Problem requirements:
Report how many lines in the records below contain the string "carpet", counting only matches in the same case. Give the number alone.

Given data:

______________________________

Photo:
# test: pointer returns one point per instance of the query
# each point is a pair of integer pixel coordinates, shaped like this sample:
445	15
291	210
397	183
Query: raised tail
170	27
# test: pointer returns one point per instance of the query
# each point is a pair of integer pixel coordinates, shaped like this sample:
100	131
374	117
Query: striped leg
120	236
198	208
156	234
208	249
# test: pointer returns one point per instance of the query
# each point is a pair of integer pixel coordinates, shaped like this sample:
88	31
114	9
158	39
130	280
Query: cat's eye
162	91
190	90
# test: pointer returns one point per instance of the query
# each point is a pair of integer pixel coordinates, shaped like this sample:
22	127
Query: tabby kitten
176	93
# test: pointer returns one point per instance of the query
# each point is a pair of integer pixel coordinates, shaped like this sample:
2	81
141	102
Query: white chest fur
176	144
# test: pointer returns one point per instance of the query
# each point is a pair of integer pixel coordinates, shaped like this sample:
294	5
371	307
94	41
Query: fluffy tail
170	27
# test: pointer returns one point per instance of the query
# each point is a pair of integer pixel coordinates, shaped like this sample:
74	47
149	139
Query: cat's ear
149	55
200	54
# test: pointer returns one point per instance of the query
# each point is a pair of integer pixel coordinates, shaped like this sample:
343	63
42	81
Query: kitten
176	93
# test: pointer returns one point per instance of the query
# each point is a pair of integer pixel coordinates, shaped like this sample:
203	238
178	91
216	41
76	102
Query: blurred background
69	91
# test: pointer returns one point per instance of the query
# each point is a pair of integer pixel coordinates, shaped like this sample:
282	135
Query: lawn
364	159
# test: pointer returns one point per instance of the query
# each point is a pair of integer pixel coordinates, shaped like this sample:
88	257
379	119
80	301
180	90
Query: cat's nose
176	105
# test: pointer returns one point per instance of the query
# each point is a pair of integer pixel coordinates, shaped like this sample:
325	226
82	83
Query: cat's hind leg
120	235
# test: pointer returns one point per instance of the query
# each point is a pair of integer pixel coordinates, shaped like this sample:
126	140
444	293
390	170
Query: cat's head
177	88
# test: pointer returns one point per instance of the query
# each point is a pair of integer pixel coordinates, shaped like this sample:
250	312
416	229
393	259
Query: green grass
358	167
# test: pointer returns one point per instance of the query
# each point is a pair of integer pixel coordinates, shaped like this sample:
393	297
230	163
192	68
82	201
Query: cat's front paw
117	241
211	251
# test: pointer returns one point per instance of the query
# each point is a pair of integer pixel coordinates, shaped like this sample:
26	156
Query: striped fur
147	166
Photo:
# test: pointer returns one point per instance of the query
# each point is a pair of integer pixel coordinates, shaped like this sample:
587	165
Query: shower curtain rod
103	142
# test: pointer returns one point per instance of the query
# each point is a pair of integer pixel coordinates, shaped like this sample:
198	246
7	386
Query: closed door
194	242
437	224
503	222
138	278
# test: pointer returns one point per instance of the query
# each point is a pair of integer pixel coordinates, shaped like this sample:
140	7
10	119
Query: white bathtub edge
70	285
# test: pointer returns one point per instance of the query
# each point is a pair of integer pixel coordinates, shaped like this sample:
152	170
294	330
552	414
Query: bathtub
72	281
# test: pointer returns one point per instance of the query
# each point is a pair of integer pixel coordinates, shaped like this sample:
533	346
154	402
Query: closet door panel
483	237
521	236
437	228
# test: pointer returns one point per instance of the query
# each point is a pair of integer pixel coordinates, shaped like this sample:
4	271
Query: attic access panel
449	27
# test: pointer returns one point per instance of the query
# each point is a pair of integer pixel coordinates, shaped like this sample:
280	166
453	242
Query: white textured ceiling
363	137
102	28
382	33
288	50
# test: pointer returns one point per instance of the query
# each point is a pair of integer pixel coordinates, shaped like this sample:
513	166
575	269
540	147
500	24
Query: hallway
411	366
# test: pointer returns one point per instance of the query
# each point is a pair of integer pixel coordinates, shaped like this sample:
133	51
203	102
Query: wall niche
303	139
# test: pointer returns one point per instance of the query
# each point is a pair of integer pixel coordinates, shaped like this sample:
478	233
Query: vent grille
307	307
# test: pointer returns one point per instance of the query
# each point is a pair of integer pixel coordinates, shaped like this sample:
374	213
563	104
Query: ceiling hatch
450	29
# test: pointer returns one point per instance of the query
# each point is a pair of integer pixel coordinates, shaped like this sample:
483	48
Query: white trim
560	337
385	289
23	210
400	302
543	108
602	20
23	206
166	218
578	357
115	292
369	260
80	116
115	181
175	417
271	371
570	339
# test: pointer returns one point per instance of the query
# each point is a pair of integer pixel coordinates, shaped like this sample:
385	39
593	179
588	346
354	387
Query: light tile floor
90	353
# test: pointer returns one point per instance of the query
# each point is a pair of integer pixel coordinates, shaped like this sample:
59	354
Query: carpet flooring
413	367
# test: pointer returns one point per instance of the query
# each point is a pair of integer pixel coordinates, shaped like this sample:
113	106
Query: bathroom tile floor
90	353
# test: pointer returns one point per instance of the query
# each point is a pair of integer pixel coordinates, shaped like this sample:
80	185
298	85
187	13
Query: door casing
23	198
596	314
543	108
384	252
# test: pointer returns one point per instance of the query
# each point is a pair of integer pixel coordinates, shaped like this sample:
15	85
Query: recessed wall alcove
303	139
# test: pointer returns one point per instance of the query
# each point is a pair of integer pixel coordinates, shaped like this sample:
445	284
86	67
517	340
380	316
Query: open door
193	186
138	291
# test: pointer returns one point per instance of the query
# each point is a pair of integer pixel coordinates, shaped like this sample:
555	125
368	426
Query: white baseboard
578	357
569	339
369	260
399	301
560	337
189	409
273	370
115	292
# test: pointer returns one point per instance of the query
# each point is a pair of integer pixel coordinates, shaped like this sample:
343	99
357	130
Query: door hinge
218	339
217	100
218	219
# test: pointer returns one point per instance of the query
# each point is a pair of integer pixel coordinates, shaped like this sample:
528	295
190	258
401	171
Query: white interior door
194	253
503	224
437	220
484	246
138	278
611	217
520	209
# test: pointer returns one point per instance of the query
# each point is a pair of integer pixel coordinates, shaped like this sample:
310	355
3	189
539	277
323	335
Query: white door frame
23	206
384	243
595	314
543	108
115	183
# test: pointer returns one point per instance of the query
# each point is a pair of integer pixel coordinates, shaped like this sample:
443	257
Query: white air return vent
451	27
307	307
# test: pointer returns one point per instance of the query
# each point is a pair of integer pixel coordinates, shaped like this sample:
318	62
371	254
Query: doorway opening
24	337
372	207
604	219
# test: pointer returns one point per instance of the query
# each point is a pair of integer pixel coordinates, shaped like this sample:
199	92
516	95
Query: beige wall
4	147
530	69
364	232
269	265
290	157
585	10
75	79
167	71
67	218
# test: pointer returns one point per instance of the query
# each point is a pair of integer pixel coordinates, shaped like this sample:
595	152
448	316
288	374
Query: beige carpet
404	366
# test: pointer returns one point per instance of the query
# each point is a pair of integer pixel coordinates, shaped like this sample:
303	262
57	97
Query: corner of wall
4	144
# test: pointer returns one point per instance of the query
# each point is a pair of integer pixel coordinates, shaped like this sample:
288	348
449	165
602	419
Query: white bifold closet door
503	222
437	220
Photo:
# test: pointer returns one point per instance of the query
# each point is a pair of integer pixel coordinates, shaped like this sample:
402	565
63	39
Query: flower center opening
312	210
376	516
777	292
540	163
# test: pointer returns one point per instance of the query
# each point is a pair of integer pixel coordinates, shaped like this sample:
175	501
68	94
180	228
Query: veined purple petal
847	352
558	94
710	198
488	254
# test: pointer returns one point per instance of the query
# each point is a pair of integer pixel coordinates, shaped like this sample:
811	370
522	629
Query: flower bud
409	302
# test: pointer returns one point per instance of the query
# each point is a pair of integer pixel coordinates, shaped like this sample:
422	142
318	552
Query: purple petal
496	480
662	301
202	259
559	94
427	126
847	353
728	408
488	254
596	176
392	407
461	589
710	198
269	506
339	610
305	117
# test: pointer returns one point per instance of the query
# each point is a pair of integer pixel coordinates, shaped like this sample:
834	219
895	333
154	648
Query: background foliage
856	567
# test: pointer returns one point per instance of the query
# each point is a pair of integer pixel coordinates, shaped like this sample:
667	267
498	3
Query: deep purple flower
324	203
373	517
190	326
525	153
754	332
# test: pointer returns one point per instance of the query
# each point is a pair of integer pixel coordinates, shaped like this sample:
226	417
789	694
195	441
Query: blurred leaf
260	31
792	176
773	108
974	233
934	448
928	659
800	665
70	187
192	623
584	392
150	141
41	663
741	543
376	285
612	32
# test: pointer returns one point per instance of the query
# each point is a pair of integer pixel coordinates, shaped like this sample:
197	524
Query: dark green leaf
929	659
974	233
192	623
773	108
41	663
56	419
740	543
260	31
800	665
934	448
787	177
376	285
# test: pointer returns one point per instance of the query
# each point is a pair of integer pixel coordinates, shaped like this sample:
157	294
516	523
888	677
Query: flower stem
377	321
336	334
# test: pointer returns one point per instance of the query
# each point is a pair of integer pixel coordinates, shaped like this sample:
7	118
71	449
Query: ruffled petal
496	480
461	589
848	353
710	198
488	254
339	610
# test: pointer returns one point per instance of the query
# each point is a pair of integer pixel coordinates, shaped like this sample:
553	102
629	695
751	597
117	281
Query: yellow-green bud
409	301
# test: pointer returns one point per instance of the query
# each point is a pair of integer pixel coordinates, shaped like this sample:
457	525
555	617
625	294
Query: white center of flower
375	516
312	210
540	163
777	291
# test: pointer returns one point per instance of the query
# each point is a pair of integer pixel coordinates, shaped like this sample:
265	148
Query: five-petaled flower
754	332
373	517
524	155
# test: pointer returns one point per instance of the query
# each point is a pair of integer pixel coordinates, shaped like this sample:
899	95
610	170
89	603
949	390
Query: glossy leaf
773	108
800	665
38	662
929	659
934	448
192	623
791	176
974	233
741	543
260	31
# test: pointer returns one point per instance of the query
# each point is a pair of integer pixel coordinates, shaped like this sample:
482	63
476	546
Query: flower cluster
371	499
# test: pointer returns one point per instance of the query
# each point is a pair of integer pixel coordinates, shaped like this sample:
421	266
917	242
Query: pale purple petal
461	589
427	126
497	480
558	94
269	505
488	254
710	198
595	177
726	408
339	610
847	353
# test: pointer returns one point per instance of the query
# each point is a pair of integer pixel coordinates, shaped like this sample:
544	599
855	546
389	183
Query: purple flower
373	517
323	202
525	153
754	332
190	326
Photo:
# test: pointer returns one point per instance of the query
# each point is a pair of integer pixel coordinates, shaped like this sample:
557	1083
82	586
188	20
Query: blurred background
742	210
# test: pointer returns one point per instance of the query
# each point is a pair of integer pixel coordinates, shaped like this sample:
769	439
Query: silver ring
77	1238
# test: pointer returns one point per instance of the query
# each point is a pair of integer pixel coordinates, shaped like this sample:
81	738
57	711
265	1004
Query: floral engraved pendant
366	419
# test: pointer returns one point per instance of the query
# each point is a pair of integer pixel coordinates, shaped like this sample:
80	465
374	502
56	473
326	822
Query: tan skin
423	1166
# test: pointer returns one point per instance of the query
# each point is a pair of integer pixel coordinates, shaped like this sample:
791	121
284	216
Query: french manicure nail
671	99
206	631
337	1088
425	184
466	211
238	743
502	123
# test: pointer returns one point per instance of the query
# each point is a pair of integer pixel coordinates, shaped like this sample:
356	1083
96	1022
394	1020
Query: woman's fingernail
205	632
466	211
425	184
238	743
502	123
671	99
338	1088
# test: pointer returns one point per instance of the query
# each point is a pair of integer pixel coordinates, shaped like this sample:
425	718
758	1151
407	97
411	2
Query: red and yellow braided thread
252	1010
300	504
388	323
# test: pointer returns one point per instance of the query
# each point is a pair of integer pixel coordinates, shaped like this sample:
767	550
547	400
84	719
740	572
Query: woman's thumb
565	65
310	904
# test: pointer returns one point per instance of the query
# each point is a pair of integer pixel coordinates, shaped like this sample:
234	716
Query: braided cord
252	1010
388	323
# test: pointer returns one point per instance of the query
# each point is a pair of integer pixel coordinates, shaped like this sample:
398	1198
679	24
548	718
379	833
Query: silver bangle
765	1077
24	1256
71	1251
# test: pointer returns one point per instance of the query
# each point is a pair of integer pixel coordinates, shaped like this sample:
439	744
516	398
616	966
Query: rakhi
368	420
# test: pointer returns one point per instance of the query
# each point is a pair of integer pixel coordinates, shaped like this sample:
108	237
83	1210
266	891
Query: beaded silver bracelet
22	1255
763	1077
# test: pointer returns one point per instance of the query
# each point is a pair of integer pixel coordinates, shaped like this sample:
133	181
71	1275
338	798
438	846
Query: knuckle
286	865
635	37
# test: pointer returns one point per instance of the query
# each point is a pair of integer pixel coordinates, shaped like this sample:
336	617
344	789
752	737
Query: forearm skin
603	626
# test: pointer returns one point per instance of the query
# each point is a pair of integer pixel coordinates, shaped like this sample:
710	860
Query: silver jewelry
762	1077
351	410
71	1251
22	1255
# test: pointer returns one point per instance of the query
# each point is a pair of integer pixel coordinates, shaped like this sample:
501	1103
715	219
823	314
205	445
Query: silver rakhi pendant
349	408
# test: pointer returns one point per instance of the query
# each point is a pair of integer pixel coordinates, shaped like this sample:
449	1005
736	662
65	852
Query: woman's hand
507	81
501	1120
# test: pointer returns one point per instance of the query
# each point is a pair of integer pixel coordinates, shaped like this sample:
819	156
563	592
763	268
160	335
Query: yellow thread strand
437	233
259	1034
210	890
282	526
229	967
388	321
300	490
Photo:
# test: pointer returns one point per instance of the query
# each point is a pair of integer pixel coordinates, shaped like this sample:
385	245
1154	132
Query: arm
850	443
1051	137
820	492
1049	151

______________________________

Task answer:
2